Begin The records
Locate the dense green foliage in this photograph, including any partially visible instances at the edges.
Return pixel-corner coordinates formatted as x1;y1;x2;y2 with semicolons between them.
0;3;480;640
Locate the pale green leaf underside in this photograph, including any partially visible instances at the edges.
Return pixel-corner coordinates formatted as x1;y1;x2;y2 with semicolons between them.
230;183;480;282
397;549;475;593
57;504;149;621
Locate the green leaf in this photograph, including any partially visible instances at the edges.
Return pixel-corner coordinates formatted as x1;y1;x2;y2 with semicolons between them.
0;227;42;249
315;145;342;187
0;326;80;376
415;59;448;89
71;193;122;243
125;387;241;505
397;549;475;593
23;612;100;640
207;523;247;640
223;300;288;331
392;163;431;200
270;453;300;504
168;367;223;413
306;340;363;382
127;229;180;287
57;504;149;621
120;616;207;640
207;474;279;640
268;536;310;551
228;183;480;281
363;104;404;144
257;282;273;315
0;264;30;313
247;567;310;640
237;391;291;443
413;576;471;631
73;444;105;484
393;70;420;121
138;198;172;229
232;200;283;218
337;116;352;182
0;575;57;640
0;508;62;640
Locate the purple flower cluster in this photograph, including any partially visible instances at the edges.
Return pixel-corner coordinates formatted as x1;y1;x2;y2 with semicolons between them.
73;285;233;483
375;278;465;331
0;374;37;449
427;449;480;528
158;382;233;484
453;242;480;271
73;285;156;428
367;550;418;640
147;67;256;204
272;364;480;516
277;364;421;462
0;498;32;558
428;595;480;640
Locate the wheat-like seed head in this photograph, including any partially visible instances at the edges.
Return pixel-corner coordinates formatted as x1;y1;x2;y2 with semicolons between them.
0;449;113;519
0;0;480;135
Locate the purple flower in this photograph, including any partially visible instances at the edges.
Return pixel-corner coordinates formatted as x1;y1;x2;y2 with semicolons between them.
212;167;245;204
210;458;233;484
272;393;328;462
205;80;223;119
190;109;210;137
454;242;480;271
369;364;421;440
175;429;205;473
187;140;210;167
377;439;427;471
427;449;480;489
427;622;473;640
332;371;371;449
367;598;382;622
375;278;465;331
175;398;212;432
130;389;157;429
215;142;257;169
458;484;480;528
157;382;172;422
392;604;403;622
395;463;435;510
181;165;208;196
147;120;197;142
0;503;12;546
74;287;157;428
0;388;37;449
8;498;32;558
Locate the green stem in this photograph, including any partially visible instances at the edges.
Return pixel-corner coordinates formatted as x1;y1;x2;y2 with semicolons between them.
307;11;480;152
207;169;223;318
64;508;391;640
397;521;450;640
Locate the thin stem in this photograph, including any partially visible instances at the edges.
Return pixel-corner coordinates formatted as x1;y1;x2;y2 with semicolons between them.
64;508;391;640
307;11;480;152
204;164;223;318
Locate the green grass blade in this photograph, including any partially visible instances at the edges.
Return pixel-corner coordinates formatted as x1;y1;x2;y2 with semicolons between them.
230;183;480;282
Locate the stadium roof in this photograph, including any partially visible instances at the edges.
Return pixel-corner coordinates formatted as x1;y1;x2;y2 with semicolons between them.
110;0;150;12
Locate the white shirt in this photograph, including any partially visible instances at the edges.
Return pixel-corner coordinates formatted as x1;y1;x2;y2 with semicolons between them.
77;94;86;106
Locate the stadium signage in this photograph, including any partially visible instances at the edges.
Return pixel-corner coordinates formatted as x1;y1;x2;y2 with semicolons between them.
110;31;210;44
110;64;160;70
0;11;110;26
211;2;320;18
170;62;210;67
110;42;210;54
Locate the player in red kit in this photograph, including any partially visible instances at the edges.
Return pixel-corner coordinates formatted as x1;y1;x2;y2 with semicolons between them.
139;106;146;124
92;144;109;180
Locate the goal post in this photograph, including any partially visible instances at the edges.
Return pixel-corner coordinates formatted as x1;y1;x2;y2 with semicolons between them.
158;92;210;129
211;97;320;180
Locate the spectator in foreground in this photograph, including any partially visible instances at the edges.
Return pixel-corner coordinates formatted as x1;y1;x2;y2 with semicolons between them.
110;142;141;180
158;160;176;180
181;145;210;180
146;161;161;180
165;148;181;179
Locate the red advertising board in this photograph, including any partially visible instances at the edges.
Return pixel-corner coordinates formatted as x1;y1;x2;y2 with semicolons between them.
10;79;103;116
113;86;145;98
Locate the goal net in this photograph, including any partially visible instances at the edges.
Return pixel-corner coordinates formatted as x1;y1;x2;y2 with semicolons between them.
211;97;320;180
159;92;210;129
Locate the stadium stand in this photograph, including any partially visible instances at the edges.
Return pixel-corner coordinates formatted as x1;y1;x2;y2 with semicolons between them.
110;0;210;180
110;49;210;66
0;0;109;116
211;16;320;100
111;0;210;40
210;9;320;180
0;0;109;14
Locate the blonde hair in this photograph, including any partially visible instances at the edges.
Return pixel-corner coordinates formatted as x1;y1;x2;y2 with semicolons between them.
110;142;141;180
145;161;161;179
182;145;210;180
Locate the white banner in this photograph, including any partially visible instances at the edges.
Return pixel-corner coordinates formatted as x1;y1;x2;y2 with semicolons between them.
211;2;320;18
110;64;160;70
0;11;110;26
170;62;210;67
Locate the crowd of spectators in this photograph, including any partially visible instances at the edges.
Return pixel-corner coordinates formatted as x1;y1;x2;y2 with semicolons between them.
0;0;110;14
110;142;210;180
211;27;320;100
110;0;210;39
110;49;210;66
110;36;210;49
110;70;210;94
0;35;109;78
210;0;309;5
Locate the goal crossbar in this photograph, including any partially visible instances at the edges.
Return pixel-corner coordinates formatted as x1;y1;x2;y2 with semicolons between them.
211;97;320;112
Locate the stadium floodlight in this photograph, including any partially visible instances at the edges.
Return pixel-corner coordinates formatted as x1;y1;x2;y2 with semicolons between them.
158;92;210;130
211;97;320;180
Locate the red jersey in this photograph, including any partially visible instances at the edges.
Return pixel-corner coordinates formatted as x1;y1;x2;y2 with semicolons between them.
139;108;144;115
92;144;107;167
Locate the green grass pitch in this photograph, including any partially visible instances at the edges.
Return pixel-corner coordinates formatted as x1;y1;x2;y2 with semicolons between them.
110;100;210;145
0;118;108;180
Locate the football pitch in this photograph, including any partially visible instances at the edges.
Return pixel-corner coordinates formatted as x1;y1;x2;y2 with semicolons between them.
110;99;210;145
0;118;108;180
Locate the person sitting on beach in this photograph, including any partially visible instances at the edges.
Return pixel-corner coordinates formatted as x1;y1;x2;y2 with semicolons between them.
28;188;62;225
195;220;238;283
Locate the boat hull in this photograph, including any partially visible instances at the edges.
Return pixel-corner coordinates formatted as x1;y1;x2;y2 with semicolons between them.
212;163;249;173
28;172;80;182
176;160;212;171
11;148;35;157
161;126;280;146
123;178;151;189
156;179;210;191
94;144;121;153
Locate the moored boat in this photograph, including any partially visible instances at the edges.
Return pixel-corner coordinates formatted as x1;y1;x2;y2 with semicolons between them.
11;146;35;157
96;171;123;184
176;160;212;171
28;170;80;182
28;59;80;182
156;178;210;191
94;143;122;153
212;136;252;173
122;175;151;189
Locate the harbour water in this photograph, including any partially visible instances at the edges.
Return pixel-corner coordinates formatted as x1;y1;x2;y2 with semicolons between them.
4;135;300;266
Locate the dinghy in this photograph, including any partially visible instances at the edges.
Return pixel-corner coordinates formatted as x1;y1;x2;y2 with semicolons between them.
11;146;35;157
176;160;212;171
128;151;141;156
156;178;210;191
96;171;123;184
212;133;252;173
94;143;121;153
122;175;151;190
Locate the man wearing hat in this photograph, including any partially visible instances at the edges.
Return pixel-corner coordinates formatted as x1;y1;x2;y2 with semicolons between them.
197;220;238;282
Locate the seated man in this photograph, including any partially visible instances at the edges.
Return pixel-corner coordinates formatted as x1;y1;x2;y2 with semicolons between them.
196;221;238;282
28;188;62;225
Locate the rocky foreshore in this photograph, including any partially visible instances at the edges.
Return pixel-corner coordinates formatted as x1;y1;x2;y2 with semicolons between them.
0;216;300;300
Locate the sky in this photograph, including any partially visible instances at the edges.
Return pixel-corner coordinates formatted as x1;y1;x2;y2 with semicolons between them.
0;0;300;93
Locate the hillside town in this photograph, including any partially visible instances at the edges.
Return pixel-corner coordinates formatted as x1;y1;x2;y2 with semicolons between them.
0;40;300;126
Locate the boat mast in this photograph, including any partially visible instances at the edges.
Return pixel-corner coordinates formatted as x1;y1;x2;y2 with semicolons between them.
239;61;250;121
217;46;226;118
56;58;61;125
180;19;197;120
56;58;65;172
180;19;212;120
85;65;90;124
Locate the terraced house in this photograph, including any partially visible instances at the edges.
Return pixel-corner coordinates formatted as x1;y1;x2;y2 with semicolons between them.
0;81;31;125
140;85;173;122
End The records
Begin The records
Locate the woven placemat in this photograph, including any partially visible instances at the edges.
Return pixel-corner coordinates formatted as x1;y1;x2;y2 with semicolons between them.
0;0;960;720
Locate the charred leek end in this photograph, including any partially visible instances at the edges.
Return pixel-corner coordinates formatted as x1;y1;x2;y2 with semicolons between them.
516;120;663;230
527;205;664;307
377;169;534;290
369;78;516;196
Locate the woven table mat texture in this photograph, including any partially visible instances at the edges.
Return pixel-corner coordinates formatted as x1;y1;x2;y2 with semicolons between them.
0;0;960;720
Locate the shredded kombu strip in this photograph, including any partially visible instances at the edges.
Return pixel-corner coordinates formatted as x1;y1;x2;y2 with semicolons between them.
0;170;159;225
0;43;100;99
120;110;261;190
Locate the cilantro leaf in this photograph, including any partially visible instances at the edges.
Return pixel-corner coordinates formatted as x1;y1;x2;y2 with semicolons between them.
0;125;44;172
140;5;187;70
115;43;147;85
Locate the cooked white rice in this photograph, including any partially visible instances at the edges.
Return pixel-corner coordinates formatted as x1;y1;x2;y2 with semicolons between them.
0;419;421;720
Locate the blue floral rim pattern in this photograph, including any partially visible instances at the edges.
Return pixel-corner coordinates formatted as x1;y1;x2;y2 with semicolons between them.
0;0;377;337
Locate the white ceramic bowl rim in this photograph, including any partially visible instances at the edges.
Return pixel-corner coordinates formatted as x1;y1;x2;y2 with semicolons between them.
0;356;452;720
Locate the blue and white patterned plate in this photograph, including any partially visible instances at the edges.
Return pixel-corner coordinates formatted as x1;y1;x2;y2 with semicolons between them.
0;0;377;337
End The records
Begin The records
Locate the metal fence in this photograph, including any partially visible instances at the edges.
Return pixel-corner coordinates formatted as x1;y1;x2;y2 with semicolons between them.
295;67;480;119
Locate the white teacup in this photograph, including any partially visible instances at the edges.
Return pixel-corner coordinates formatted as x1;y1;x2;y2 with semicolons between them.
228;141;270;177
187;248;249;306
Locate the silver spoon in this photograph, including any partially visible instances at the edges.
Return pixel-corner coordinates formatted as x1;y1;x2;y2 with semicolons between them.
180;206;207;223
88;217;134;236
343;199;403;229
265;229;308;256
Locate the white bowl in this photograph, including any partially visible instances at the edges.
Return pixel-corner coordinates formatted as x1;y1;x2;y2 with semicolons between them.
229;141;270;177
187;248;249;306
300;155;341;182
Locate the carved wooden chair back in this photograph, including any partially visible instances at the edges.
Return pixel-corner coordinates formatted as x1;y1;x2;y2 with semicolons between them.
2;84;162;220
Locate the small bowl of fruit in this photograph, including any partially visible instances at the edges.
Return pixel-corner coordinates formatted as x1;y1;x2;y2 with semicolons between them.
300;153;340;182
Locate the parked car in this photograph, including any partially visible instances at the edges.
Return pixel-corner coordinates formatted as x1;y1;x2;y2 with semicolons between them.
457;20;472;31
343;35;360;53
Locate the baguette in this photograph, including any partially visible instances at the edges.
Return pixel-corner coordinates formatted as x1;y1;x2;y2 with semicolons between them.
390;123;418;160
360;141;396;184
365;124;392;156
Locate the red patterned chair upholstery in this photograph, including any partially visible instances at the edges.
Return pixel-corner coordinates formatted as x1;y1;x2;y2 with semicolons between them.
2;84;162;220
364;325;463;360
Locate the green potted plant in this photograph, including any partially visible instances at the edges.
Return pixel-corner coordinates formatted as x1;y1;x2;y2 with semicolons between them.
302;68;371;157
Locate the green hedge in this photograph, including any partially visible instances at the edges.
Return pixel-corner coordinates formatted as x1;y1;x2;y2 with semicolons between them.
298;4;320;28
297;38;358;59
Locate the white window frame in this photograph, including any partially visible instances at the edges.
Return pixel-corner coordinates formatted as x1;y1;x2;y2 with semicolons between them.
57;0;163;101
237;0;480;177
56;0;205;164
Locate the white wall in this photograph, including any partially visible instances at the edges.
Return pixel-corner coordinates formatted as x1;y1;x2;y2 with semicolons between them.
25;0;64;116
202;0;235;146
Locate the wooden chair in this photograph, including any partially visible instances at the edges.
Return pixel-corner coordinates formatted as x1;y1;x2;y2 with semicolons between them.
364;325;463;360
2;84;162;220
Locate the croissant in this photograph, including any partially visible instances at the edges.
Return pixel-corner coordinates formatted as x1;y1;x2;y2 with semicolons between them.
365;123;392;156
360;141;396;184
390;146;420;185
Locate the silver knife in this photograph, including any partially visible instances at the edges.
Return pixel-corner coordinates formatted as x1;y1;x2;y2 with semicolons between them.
End The records
● **Given request**
Repeat the rows above without any change, starting with the line that contains "Locate the crowd" and stopping after the line that contains "211;97;320;112".

● **Full answer**
Locate the crowd of spectators in this photograph, including any partially visible instances at the edges.
Return pixel-corner coordinates formatted as x1;y1;x2;y2 with semicolons between them.
0;0;110;14
110;142;210;180
211;27;320;100
110;0;210;39
110;49;210;66
110;36;210;49
110;70;210;94
0;35;109;78
210;0;309;5
Locate the goal crossbar in this photograph, including any partially visible instances at the edges.
Return pixel-corner coordinates formatted as x1;y1;x2;y2 with semicolons between them.
211;97;320;112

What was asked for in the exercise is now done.